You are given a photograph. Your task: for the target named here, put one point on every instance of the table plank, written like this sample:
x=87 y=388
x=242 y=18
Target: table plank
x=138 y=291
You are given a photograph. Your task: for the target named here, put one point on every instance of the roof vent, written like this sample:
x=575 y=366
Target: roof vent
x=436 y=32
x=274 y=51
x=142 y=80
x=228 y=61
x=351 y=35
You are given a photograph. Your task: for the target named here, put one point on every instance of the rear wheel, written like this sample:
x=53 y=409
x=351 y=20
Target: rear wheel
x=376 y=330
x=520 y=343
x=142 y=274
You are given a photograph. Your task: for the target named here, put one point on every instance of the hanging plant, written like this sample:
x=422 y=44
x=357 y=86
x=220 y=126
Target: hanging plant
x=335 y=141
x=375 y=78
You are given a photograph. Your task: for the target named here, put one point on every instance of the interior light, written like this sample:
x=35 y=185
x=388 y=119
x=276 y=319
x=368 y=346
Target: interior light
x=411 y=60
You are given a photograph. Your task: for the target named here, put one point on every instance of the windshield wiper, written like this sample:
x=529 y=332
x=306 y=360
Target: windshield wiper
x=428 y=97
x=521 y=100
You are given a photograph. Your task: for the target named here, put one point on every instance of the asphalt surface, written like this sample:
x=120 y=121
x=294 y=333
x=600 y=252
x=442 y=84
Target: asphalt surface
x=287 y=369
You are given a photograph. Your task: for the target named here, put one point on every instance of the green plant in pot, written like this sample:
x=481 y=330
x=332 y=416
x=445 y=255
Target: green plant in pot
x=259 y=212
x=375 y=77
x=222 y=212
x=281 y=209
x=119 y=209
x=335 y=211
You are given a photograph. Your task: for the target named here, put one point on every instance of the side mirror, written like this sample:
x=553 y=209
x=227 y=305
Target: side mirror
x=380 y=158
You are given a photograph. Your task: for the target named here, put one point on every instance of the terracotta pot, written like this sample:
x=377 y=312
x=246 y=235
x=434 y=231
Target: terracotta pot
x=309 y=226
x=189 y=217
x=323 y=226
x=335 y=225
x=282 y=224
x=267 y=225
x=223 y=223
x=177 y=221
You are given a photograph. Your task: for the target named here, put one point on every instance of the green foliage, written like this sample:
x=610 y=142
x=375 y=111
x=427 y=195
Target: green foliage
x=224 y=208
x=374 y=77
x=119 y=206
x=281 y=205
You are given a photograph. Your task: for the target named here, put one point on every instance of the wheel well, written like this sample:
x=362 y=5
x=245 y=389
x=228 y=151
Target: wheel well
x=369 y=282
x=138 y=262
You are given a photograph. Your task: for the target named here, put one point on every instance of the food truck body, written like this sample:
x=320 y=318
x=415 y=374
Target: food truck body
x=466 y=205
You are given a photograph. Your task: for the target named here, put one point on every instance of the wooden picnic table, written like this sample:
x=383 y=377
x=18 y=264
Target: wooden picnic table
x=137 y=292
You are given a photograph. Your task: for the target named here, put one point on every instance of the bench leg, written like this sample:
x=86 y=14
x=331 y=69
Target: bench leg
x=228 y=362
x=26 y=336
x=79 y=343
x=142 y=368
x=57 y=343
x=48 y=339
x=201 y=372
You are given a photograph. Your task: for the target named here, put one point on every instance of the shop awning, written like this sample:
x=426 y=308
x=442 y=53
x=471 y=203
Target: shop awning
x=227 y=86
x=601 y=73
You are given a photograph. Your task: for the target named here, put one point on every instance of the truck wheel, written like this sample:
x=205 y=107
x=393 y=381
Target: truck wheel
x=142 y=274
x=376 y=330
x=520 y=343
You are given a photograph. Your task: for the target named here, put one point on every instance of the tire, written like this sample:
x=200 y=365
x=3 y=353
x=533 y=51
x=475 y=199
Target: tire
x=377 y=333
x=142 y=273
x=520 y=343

**REQUIRED WORK**
Rewrite all of the material above as a numbered list with one line per entry, leaving out any blank lines.

**WRITTEN ANSWER**
1. You are given a photograph. Your task: for the target named here, put one point on every instance of the table plank, written like this sample:
2. x=87 y=388
3. x=242 y=18
4. Target: table plank
5. x=138 y=291
6. You are given a photograph. Your task: for the target named here, put one point on every instance of the roof vent, written like this sample:
7. x=575 y=366
8. Target: roof vent
9. x=436 y=32
10. x=274 y=51
11. x=142 y=80
12. x=228 y=61
13. x=351 y=35
14. You are given a photograph. Your task: for the target named here, put one point on every instance of the rear wheel, written like this sample:
15. x=53 y=409
16. x=351 y=20
17. Target: rear wheel
18. x=376 y=330
19. x=520 y=343
20. x=142 y=274
21. You are given a photograph. Your task: for the target named here, put one point on every instance of the hanging plant, written like this sample:
22. x=422 y=44
23. x=357 y=86
24. x=220 y=126
25. Target: hanging plant
26. x=335 y=141
27. x=375 y=78
28. You are given a photograph. Your task: for the target named here, put one point on every instance of the interior light, written like this sample:
29. x=35 y=185
30. x=388 y=119
31. x=276 y=319
32. x=368 y=346
33. Target: interior light
34. x=411 y=60
35. You are given a photograph. Your task: for the target named here, put one point on every instance of the windshield wiper, written like this sample:
36. x=529 y=332
37. x=306 y=360
38. Target: windshield wiper
39. x=428 y=97
40. x=521 y=100
41. You are given a photograph. Your task: for the target named here, put one point on every instance of the asphalt surface, written like this sample:
42. x=120 y=121
43. x=294 y=333
44. x=600 y=252
45. x=442 y=84
46. Target: asphalt surface
47. x=287 y=369
48. You are given a photograph. Your task: for the target named here, put one point on every instance of the green plant in pot, written like this sample:
49. x=481 y=330
50. x=332 y=416
51. x=445 y=255
52. Target: green plant in pot
53. x=259 y=212
54. x=375 y=77
55. x=222 y=212
56. x=281 y=209
57. x=119 y=209
58. x=335 y=211
59. You are given a photograph. Your task: for the target named here, put one point on every instance of the side mirror, written like this sample:
60. x=553 y=209
61. x=227 y=305
62. Target: side mirror
63. x=380 y=158
64. You are given a photograph. Your task: for the target named here, put one point on every instance of the terracotta pot, written like this sample:
65. x=377 y=312
66. x=246 y=235
67. x=434 y=231
68. Target: terracotta pot
69. x=309 y=226
70. x=189 y=217
71. x=323 y=226
72. x=335 y=225
73. x=282 y=224
74. x=267 y=225
75. x=223 y=223
76. x=177 y=221
77. You are given a photograph. Your task: for the target named here, put one point on every instance of the green foliage, written like this sample:
78. x=610 y=142
79. x=375 y=111
80. x=427 y=195
81. Target: green foliage
82. x=224 y=208
83. x=374 y=77
84. x=119 y=206
85. x=281 y=205
86. You are given a photograph. Your task: for the target named here, put one point on every instance of the wheel well, written like this sample:
87. x=362 y=5
88. x=245 y=389
89. x=228 y=151
90. Target: wheel well
91. x=369 y=282
92. x=138 y=262
93. You are given a photograph. Your task: for the target named here, put one point on every instance of the food truck body, written like this sample:
94. x=320 y=318
95. x=415 y=374
96. Target: food truck body
97. x=466 y=205
98. You are given a photograph. Your task: for the target named here, put one point on every instance of the wooden picnic table, written like this sample:
99. x=383 y=377
100. x=18 y=264
101. Target: wooden picnic table
102. x=137 y=292
103. You are given a photograph. Your task: for the target named here, put one point on every instance of the bench leg, written like this sample:
104. x=86 y=14
105. x=331 y=69
106. Target: bench leg
107. x=228 y=362
108. x=26 y=336
109. x=79 y=343
110. x=142 y=368
111. x=57 y=343
112. x=48 y=339
113. x=201 y=372
114. You are given a photograph. Your task: for the target named here, put one point on every instance of the shop awning, written like this sample:
115. x=426 y=308
116. x=442 y=53
117. x=471 y=203
118. Target: shop awning
119. x=227 y=86
120. x=601 y=73
121. You are given a photograph. Your task: for the target named here, put one point on every instance of the truck wheel, written like this sample:
122. x=205 y=107
123. x=393 y=381
124. Target: truck wheel
125. x=142 y=274
126. x=376 y=330
127. x=520 y=343
128. You are given a photograph. Your task: for the target named here, put one point on every instance of the tire, written like this sample:
129. x=200 y=365
130. x=3 y=353
131. x=533 y=51
132. x=475 y=199
133. Target: tire
134. x=377 y=333
135. x=142 y=273
136. x=520 y=343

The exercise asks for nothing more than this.